- **Work to complete**: Please write out the entire listing below word for word, leaving out the pictures.

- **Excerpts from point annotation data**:
◇ ◇ ◇ ◇
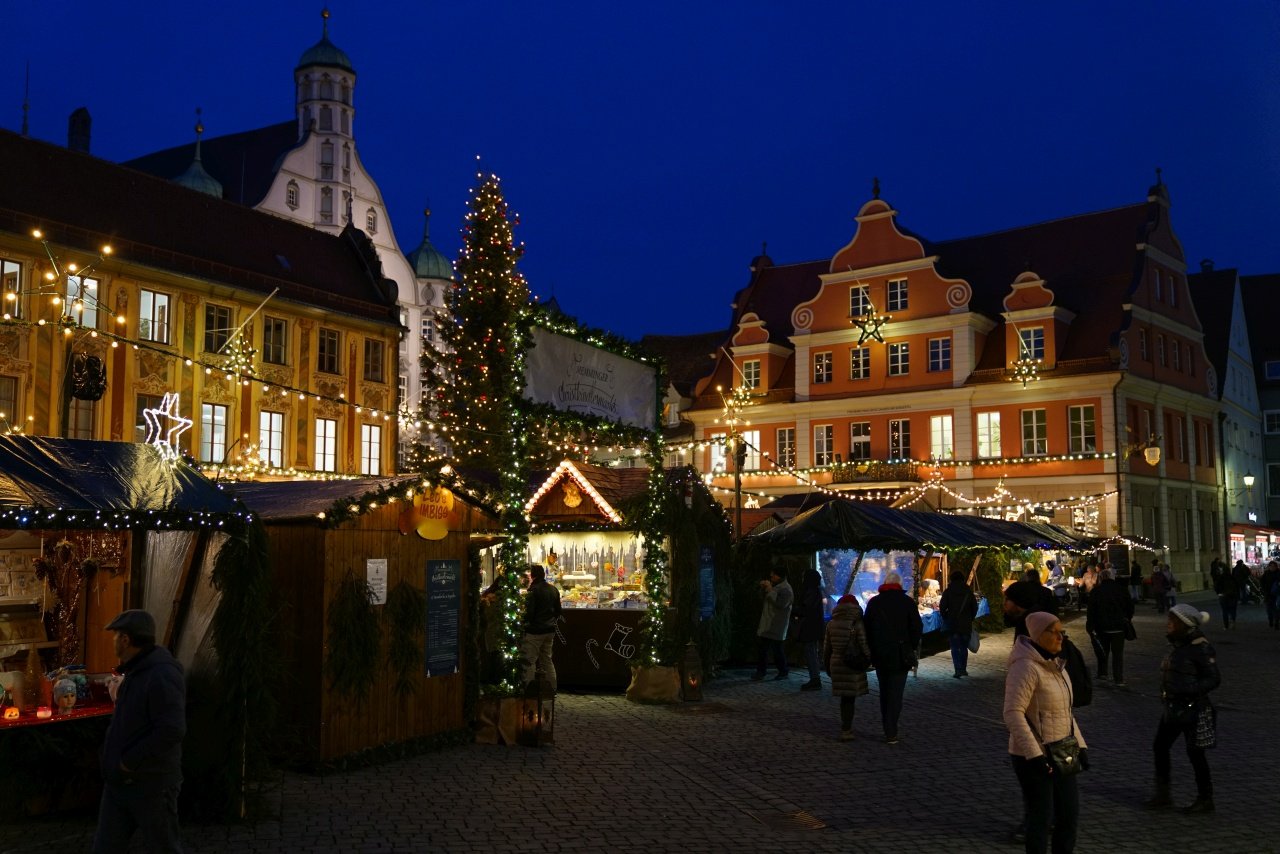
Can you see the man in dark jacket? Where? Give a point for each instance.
(1106, 622)
(894, 630)
(142, 753)
(542, 612)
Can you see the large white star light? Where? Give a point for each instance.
(164, 427)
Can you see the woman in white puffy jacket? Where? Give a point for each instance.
(1038, 712)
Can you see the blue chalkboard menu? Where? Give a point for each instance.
(443, 603)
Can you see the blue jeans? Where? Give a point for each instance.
(960, 654)
(1045, 794)
(146, 808)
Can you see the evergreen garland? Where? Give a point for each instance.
(352, 645)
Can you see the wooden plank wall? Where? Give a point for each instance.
(309, 565)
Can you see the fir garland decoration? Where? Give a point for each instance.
(406, 620)
(355, 638)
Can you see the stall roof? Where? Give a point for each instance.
(842, 524)
(82, 475)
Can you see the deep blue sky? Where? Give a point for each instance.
(652, 147)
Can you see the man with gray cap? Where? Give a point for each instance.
(142, 753)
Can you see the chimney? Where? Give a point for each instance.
(77, 131)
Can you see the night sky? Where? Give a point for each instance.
(650, 147)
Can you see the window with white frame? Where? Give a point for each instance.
(1033, 342)
(859, 441)
(941, 437)
(940, 354)
(823, 444)
(10, 282)
(786, 446)
(1034, 433)
(900, 439)
(897, 295)
(752, 442)
(822, 368)
(154, 316)
(213, 432)
(859, 301)
(327, 444)
(82, 297)
(900, 359)
(370, 450)
(988, 435)
(1080, 430)
(860, 362)
(270, 438)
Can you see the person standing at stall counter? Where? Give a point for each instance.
(542, 612)
(142, 753)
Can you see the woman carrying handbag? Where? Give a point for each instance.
(1045, 741)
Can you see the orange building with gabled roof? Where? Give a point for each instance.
(1022, 369)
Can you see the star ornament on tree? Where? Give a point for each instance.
(164, 425)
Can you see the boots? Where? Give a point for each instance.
(1162, 799)
(1202, 804)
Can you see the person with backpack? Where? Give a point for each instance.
(1187, 675)
(846, 633)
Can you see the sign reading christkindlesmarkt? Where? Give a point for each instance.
(579, 378)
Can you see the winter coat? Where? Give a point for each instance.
(846, 625)
(892, 625)
(1189, 671)
(776, 612)
(959, 607)
(1110, 607)
(812, 622)
(149, 722)
(1037, 693)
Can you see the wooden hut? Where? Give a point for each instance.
(385, 533)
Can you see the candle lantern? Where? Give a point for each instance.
(691, 674)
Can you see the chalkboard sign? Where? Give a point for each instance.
(443, 603)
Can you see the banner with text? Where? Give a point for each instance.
(574, 377)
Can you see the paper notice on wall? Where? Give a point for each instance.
(375, 572)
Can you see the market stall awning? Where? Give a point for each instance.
(68, 476)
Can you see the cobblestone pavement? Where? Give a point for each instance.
(757, 768)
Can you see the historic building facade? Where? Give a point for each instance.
(1023, 371)
(278, 339)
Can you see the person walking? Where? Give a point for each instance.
(1187, 675)
(772, 628)
(810, 630)
(894, 630)
(1106, 622)
(959, 607)
(1037, 712)
(1228, 590)
(846, 628)
(542, 613)
(142, 753)
(1270, 584)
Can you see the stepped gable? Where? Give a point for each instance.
(82, 201)
(243, 163)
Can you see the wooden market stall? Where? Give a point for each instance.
(586, 533)
(410, 543)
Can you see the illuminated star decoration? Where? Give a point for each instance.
(164, 427)
(869, 324)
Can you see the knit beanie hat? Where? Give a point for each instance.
(1189, 615)
(1037, 622)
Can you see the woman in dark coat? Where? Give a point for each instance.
(1187, 675)
(810, 626)
(959, 607)
(846, 628)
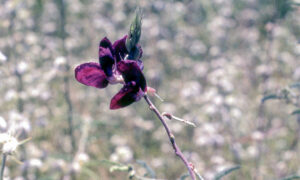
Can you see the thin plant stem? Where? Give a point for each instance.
(171, 138)
(3, 166)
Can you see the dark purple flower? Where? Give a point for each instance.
(91, 74)
(112, 69)
(135, 85)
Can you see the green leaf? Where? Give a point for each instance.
(297, 111)
(291, 177)
(268, 97)
(221, 174)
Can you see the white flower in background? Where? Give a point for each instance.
(22, 67)
(9, 143)
(35, 163)
(60, 61)
(122, 154)
(3, 58)
(3, 123)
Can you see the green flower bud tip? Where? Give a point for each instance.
(134, 31)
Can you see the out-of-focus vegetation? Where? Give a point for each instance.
(212, 61)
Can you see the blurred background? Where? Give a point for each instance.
(212, 61)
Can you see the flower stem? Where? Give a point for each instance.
(171, 138)
(3, 166)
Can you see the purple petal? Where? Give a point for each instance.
(131, 71)
(140, 50)
(124, 97)
(120, 49)
(140, 64)
(105, 43)
(106, 60)
(91, 74)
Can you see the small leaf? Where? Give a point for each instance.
(225, 172)
(297, 111)
(291, 177)
(268, 97)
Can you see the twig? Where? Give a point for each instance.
(3, 166)
(171, 137)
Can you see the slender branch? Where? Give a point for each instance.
(171, 138)
(3, 166)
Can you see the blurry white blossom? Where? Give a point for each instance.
(22, 67)
(59, 61)
(122, 154)
(9, 143)
(2, 57)
(3, 123)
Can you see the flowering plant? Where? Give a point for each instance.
(113, 68)
(120, 63)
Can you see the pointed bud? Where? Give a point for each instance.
(134, 31)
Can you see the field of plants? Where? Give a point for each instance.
(228, 69)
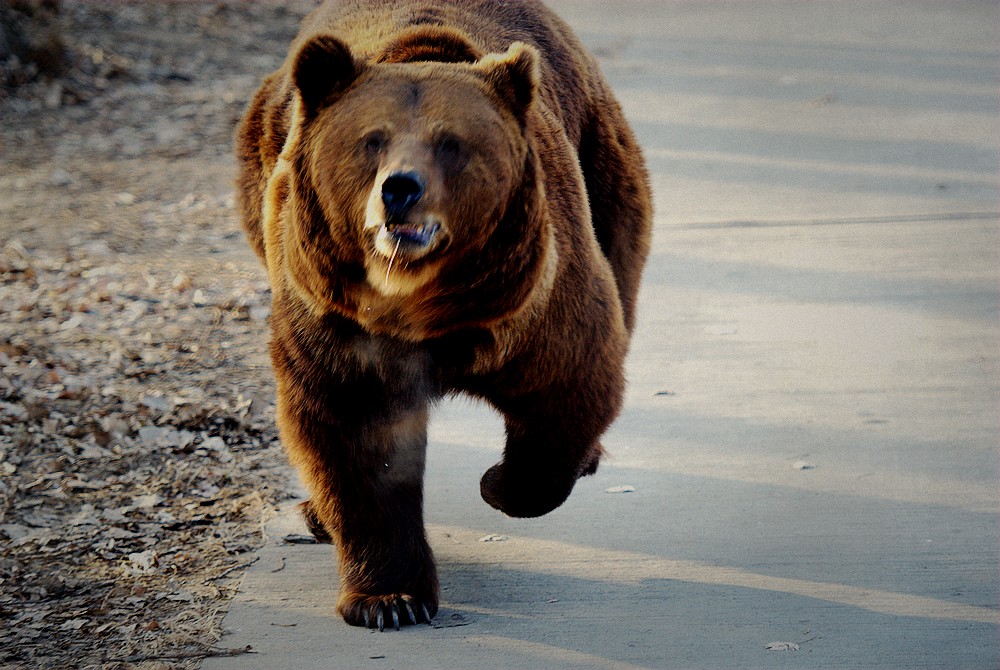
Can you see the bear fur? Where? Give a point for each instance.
◇ ◇ ◇ ◇
- **Exercise result**:
Can you see the man in dark jacket? Where? Give a point for each instance.
(1106, 622)
(894, 630)
(142, 753)
(542, 612)
Can you see the large white star light? Where? Give a point for each instance.
(164, 427)
Can you see the woman in white puffy jacket? Where? Give a point for each instance.
(1038, 712)
Can you see the blue chalkboard menu? Where? Give a point for each instance.
(443, 603)
Can you see the blue jeans? Where? Give a point for each instance.
(960, 654)
(1045, 794)
(146, 808)
Can you see the evergreen garland? Where? Give a point for each instance.
(352, 645)
Can you see the wooden plank wall? Where? Give a point for each instance.
(309, 565)
Can you see the fir garland decoration? Where? Give a point for each instance.
(406, 620)
(355, 638)
Can you see the stall roof? Where? Give a point for each instance.
(842, 524)
(82, 475)
Can you see the deep blue sky? Where? Give a point for each instance.
(652, 147)
Can you see the man with gray cap? Where? Give a point for each instance.
(142, 753)
Can you see the chimney? Where? Give a point for each instance.
(77, 131)
Can you see the night sky? Where? Give a point for each instance.
(650, 147)
Can you see the window with white frame? Where? Give a point for each instance.
(1033, 342)
(859, 441)
(941, 437)
(940, 354)
(823, 444)
(10, 282)
(786, 446)
(1034, 433)
(900, 439)
(897, 295)
(752, 442)
(822, 368)
(154, 316)
(213, 432)
(859, 301)
(327, 444)
(82, 297)
(900, 359)
(370, 450)
(988, 435)
(1080, 430)
(860, 362)
(270, 438)
Can you see the person standing at stall counter? Where? Give a point for each instance.
(542, 612)
(142, 753)
Can you see the woman carrying handbag? Where? Give a point for each instance.
(1045, 741)
Can you see the orange building with gabled roof? Where? Give a point for each instance.
(1022, 369)
Can you see the star ornament on tree? Where? Give a point for each instance.
(164, 425)
Can you see the boots? Where? Give a point for each instance.
(1162, 799)
(1202, 804)
Can you see the person with backpack? Where? Give a point for each instance.
(1187, 675)
(846, 633)
Can you see the sign reading christkindlesmarkt? Where? Give a point for each instance.
(579, 378)
Can you see the winter coat? Where? Give a point for each instance.
(846, 625)
(892, 625)
(1189, 671)
(776, 612)
(959, 607)
(1110, 607)
(812, 622)
(149, 722)
(1037, 693)
Can you see the wooden hut? Where? Give a point for each instance.
(385, 533)
Can you see the candle lantern? Where? Give a point for each instance.
(691, 674)
Can you see the chalkboard sign? Where? Give a point for each instance.
(443, 603)
Can you see the banner with text? Where? Give a point for each instance.
(574, 377)
Can you see the paper notice on wall? Where? Give a point for each instance.
(375, 572)
Can you see the market stall awning? Where? Give a point for each instance.
(68, 476)
Can you see the cobblestone pavement? Where? Give a point for each instance.
(757, 768)
Can you see the historic building facade? Where? Give a point for each instance.
(1023, 371)
(278, 339)
Can you see the person walking? Where? Give a point for each instance.
(1187, 675)
(772, 628)
(810, 630)
(894, 630)
(1106, 622)
(959, 607)
(1037, 712)
(1228, 590)
(846, 628)
(542, 613)
(142, 753)
(1270, 584)
Can you see the stepped gable? Where? Give a point for each instance.
(82, 201)
(243, 163)
Can you see the wooden market stall? Where? Give a point for each instance.
(586, 533)
(410, 543)
Can you see the illuminated star decoration? Where? Give a point for each instance.
(164, 427)
(869, 324)
Can you see the knit beanie hat? Where? Give a point for each instance.
(1189, 615)
(1037, 622)
Can you see the woman in dark coat? Where? Give a point for each instance.
(1187, 675)
(810, 626)
(959, 607)
(846, 628)
Can you see the thin plant stem? Where? Give a point for each instance.
(171, 138)
(3, 166)
Can you see the dark purple flower? Where? Give a point for each instance.
(91, 74)
(112, 69)
(135, 85)
Can you see the green leaf? Where? Give a point for each instance.
(297, 111)
(291, 177)
(268, 97)
(221, 174)
Can you see the white flower in background? Where? Give a point for each instance.
(22, 67)
(9, 143)
(35, 163)
(60, 61)
(122, 154)
(3, 58)
(3, 123)
Can you see the green flower bud tip? Where? Give a point for each instance.
(134, 31)
Can you see the out-of-focus vegetation? Where? Give a point for each instance.
(212, 61)
Can you see the blurred background? Where? Give a point for each instance.
(212, 61)
Can you see the flower stem? Where? Give a point for each instance.
(171, 138)
(3, 166)
Can you see the purple petal? Where? Give a point for each instance.
(131, 71)
(140, 50)
(124, 97)
(120, 49)
(140, 64)
(105, 43)
(106, 60)
(91, 74)
Can you see the small leaf? Where? Give a point for each instance.
(225, 172)
(297, 111)
(291, 177)
(268, 97)
Can you see the twig? Where? Give a point for each instance.
(3, 166)
(171, 137)
Can you see the slender branch? Where? Give a point for each instance.
(171, 138)
(3, 166)
Can you see the blurry white blossom? Where? Give a point for each instance.
(22, 67)
(59, 61)
(122, 154)
(9, 143)
(2, 57)
(3, 123)
Can you see the flowering plant? Where? Give a point for each instance.
(113, 68)
(120, 63)
Can you see the pointed bud? Where? Give a point for each instance.
(134, 31)
Can you see the field of plants? Where? Give a point for each instance.
(228, 69)
Can you see the bear fur? Where? Give a point for each instance.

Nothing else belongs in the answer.